§ **BRIEF 1**
Using the passage on MemIntelli below, list every kind of workload on which MemIntelli was benchmarked.
§ **BRIEF 2**
Extend the MemIntelli passage below, picking up right after its final sentence.

§ **TEXT FOR ANALYSIS**
↓↓↓

Architecturally, matrices are block-quantized and sliced for (integer/floating) precision, with runtime selection of bit-slices implementing dynamic precision control—enabling both INT and FP operations, shared-exponent FP alignment, and per-layer mixed-precision. These mechanisms are exposed to high-level applications via NumPy and custom PyTorch layers (e.g., LinearMem, ConvMem), supporting seamless integration with standard ML training/inference pipelines.
Benchmarking across solvers, wavelet transforms, clustering, and diverse DNNs confirms that MemIntelli achieves <1–3% accuracy drop (at ≥5 bits precision), with remarkable alignment to full-precision software, and operational throughput that scales efficiently on CPUs and GPUs (Zhou et al., 21 Nov 2025).
6. Empirical Impact and Limitations
MemIntelli-derived systems deliver quantifiable improvements across key benchmarks:
- Manager–Planner–Executor agents achieve +31 percentage points in multimodal task accuracy over no-memory baselines on Qwen2.5-VL-7B, outperforming larger models and closed-source systems (Qiao et al., 6 Apr 2026).

↑↑↑

Text-to-region grounding data
↓↓↓

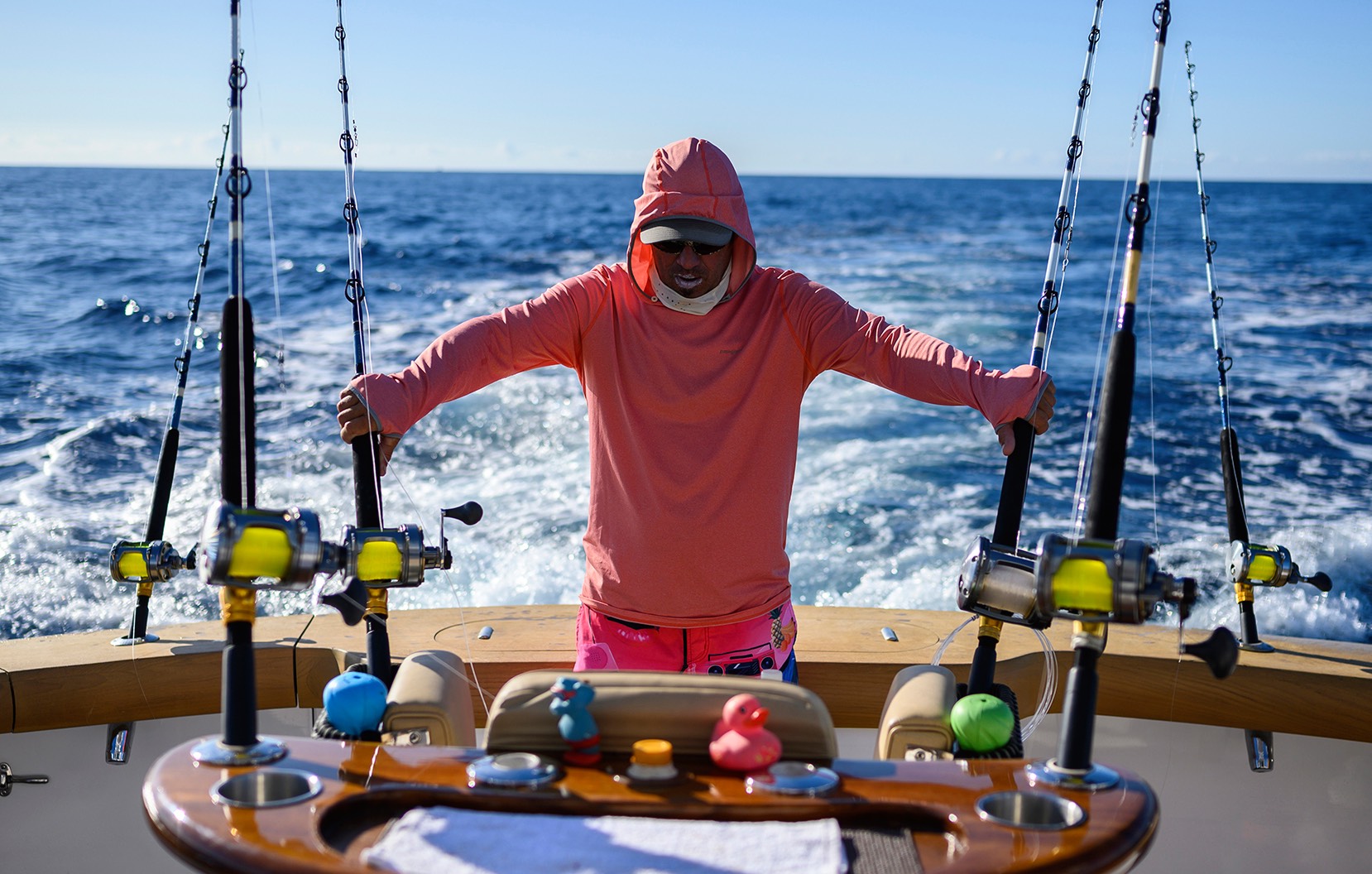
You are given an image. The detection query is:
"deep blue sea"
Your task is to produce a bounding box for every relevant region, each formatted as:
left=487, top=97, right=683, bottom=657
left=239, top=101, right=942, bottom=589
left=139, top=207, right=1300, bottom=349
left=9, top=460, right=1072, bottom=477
left=0, top=167, right=1372, bottom=641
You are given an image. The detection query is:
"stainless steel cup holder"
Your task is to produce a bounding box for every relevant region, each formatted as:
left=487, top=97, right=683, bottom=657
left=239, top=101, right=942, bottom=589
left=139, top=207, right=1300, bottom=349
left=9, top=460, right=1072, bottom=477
left=976, top=792, right=1087, bottom=830
left=210, top=768, right=324, bottom=807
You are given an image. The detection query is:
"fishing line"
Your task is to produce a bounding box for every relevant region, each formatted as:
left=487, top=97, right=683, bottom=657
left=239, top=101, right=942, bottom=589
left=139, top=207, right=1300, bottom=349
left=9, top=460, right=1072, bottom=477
left=1072, top=175, right=1137, bottom=536
left=1143, top=180, right=1162, bottom=559
left=110, top=123, right=229, bottom=645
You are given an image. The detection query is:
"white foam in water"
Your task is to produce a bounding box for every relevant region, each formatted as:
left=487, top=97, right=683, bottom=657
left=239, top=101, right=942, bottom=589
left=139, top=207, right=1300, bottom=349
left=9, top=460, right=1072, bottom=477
left=0, top=170, right=1372, bottom=640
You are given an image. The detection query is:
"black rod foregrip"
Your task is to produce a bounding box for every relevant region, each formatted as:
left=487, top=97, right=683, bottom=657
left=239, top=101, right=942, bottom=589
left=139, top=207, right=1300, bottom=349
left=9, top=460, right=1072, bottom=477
left=967, top=636, right=997, bottom=694
left=219, top=296, right=257, bottom=507
left=365, top=613, right=394, bottom=688
left=351, top=431, right=381, bottom=528
left=1220, top=428, right=1249, bottom=543
left=991, top=419, right=1034, bottom=549
left=219, top=622, right=258, bottom=747
left=1085, top=330, right=1136, bottom=540
left=146, top=427, right=181, bottom=543
left=1239, top=601, right=1262, bottom=646
left=1058, top=646, right=1101, bottom=771
left=129, top=594, right=148, bottom=641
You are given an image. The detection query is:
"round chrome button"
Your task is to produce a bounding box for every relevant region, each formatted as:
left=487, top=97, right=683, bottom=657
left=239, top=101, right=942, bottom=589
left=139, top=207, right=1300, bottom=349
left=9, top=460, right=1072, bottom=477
left=467, top=753, right=563, bottom=789
left=745, top=761, right=838, bottom=796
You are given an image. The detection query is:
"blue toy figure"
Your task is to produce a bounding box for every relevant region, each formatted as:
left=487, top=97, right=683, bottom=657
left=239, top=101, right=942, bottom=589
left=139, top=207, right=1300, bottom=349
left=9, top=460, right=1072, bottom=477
left=548, top=676, right=600, bottom=764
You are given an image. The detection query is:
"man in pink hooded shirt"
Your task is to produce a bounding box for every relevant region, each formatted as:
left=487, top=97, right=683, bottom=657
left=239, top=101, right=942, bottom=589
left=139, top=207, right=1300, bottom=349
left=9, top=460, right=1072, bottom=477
left=338, top=138, right=1053, bottom=680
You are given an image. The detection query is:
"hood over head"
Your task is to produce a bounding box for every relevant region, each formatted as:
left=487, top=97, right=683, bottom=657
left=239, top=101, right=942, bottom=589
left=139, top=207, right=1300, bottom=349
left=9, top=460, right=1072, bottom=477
left=628, top=137, right=757, bottom=300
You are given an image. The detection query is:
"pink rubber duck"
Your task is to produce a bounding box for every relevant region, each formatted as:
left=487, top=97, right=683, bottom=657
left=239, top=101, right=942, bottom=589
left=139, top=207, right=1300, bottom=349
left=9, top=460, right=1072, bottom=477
left=709, top=692, right=780, bottom=771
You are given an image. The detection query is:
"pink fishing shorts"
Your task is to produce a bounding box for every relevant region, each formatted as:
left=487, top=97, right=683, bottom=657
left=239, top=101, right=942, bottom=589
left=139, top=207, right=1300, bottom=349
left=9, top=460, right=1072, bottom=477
left=573, top=601, right=797, bottom=684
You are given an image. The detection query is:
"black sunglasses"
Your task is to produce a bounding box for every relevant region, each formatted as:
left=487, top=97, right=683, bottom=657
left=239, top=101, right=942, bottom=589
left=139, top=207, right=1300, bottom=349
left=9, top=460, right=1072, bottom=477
left=649, top=234, right=728, bottom=258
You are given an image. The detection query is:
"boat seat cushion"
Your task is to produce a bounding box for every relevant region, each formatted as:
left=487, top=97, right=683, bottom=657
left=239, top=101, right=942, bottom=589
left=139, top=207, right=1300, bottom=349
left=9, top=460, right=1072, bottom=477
left=876, top=664, right=957, bottom=760
left=486, top=671, right=838, bottom=760
left=381, top=649, right=476, bottom=747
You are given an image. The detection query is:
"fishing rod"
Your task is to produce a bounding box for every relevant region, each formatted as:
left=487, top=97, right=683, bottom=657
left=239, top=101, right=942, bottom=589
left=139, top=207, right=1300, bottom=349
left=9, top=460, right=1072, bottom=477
left=957, top=0, right=1105, bottom=693
left=190, top=0, right=297, bottom=766
left=1030, top=0, right=1238, bottom=789
left=110, top=125, right=229, bottom=646
left=333, top=0, right=391, bottom=686
left=1184, top=40, right=1334, bottom=651
left=325, top=0, right=482, bottom=686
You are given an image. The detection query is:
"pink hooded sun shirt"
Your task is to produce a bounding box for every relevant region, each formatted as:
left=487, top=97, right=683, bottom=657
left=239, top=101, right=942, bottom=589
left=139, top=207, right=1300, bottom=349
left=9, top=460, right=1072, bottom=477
left=353, top=138, right=1044, bottom=627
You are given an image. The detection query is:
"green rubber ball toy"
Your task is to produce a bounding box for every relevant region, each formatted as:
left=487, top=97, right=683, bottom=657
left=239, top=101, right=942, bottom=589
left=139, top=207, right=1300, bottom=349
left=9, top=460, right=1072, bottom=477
left=948, top=693, right=1015, bottom=753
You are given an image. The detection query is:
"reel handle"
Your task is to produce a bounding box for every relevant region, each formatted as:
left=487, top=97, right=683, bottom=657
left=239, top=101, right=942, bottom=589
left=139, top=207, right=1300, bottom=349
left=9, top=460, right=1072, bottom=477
left=1295, top=571, right=1334, bottom=593
left=319, top=576, right=367, bottom=626
left=440, top=501, right=483, bottom=526
left=1182, top=626, right=1239, bottom=680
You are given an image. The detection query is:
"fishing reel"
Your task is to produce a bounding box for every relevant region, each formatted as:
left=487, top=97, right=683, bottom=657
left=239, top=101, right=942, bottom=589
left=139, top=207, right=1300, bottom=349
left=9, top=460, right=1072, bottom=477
left=1033, top=534, right=1197, bottom=624
left=957, top=534, right=1197, bottom=628
left=199, top=501, right=482, bottom=591
left=199, top=501, right=334, bottom=591
left=957, top=536, right=1053, bottom=630
left=110, top=540, right=194, bottom=583
left=340, top=501, right=482, bottom=588
left=1230, top=540, right=1334, bottom=591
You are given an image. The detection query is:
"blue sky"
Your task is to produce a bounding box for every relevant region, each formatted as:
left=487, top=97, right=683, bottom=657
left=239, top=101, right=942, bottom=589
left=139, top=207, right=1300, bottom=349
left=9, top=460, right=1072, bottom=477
left=0, top=0, right=1372, bottom=181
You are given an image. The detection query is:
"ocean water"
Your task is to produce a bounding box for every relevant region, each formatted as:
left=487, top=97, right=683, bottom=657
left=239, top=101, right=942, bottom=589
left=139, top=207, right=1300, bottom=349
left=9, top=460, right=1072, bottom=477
left=0, top=167, right=1372, bottom=641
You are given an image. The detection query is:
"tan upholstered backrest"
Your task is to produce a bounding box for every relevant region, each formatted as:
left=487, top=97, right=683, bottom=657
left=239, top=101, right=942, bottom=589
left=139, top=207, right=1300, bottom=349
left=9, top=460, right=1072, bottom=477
left=486, top=671, right=838, bottom=760
left=381, top=649, right=476, bottom=747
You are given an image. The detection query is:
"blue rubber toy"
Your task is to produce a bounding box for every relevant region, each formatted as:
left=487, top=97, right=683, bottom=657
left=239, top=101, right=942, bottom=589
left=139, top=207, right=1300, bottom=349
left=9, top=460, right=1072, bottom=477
left=324, top=671, right=386, bottom=737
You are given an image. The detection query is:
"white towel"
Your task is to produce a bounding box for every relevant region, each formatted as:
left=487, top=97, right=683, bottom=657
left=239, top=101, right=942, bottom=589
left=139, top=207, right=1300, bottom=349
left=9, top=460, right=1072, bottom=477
left=362, top=807, right=848, bottom=874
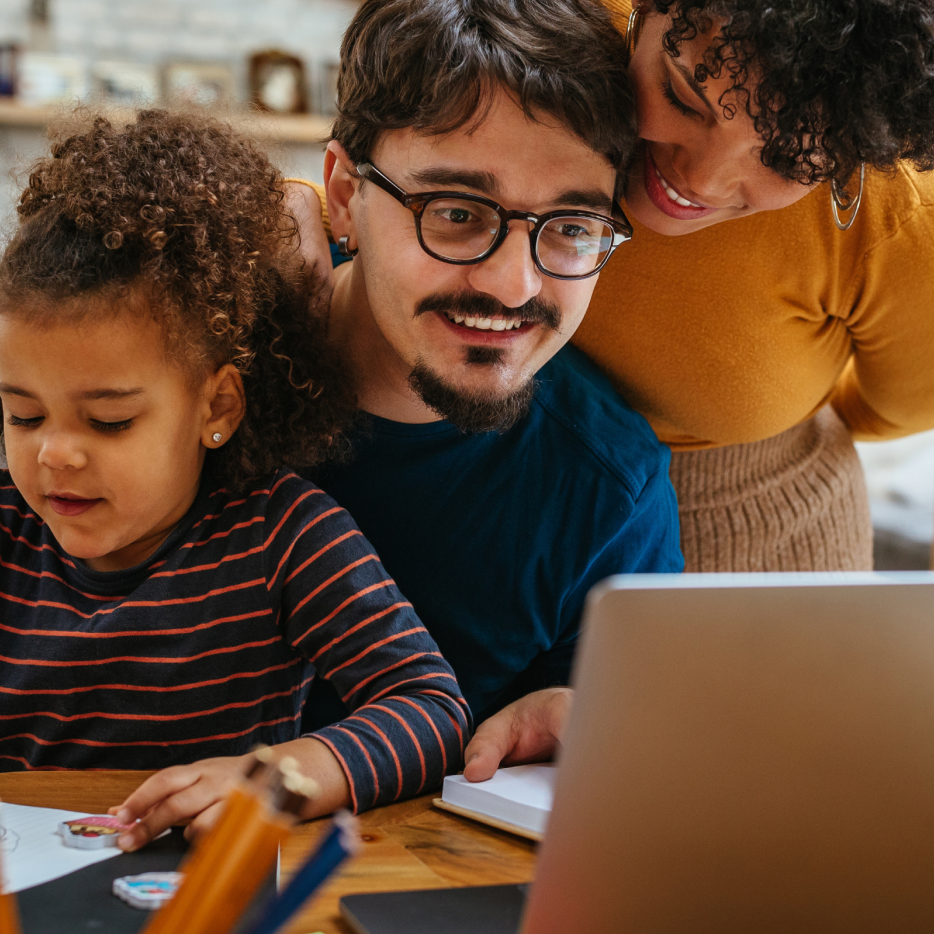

↑↑↑

§ **RESULT 1**
- Solvers
- Wavelet transforms
- Clustering
- Diverse DNNs

§ **RESULT 2**
- Hybrid graph+embedding memories such as HyMEM deliver a +22.5% boost over text-only memory, outperforming GPT-4o and Gemini2.5-Pro-Vision on complex GUI tasks (Zhu et al., 11 Mar 2026).
- Memory retrieval systems with cost-aware knowledge-extraction cascades and semantic Thompson sampling surpass RL-based optimizers in multi-hop QA by up to +14.6 points (Wu et al., 25 Feb 2026).
- IMC simulation via MemIntelli enables detailed co-design of precision, block size, and error corrections to bound output drift and optimize compute–memory trade-offs (Zhou et al., 21 Nov 2025).
Limitations remain: current heuristics for self-evolving memory and working-memory refresh rely on LLM prompts rather than learned meta-policies. Device models in hardware MemIntelli omit long-term effects (e.g., retention, drift). Attribute mining and memory augmentation depend on LLM-generated signals, which are vulnerable to hallucination. Evaluation metrics may not fully capture retrieval diversity or long-term utility.
7. Extensions and Future Directions
Several research vectors emanate from the MemIntelli corpus:
- Integration of dynamic consolidation and decay in memory scoring, incorporating recency–frequency weighting and automated forgetting (Salama et al., 27 Mar 2025).
- Explicit fusion of symbolic knowledge graphs with dense embedding-based retrieval, supporting multi-modal agents (text, vision, tabular data) (Wu et al., 25 Feb 2026).
- Learned cascade controllers that dynamically choose verification policies and retrieval trade-offs, leveraging meta-RL or bandit algorithms (Wu et al., 25 Feb 2026).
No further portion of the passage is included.